Work instruction:
The entries below are to be copied exactly, with every picture left out.
*** Excerpted records Section Begins ***
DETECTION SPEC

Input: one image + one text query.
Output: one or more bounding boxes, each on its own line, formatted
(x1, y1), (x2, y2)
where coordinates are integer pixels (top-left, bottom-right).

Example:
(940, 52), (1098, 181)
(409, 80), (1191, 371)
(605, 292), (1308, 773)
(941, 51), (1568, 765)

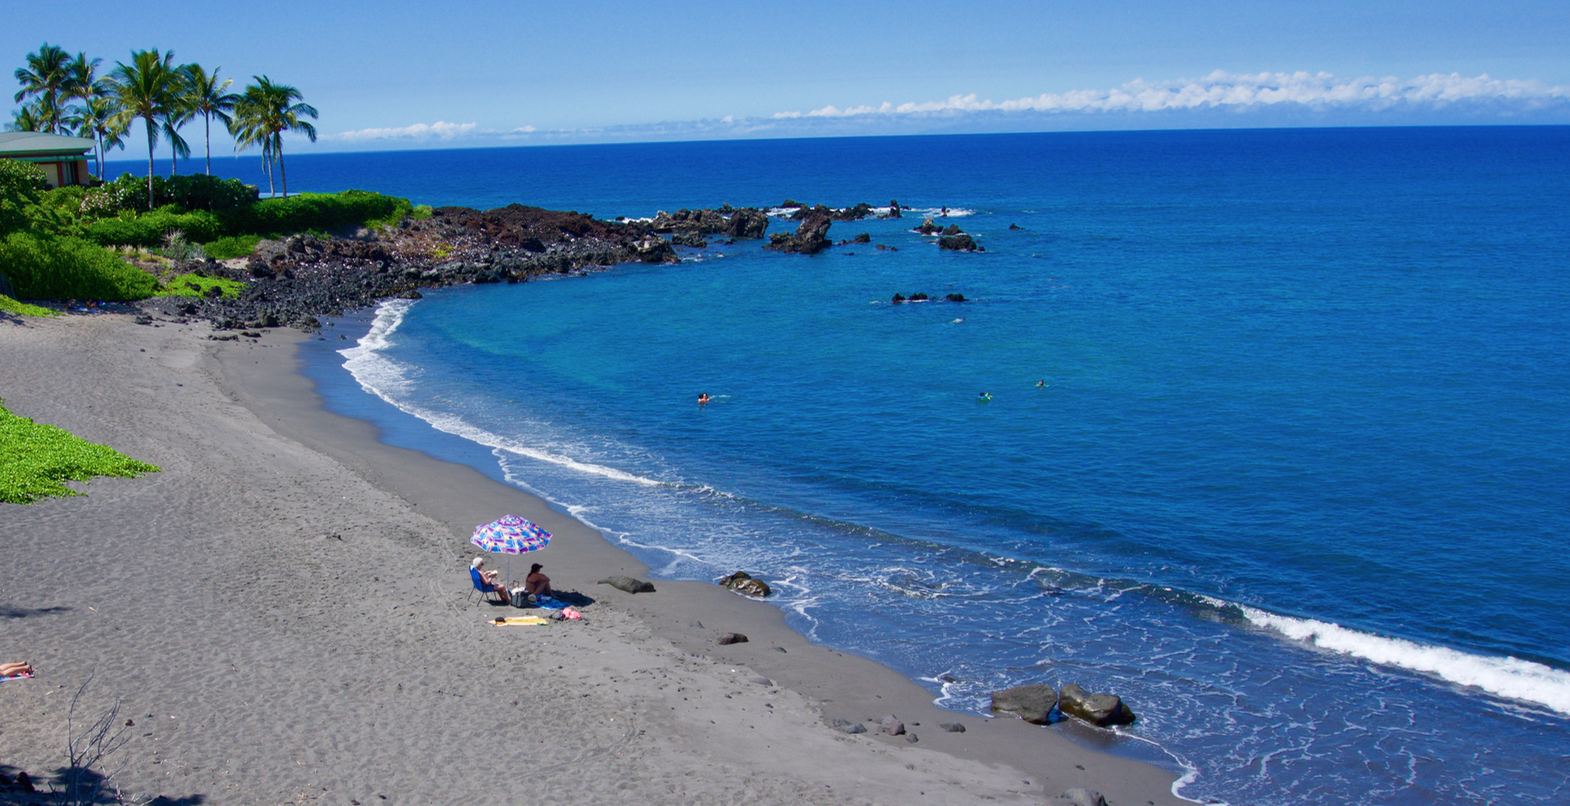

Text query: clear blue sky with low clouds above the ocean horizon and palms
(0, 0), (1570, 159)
*** Excerpted records Section Ends ***
Result:
DETECTION SPEC

Input: one image + one text query.
Output: one or more bounding boxes, each on its own line, formatted
(x1, y1), (x2, y2)
where coordinates are integer pixels (top-left, bottom-right).

Example:
(940, 52), (1098, 181)
(409, 80), (1191, 371)
(605, 292), (1308, 773)
(941, 51), (1568, 765)


Text query: clear blue sky with low clouds above the ocean horizon and palms
(0, 0), (1570, 159)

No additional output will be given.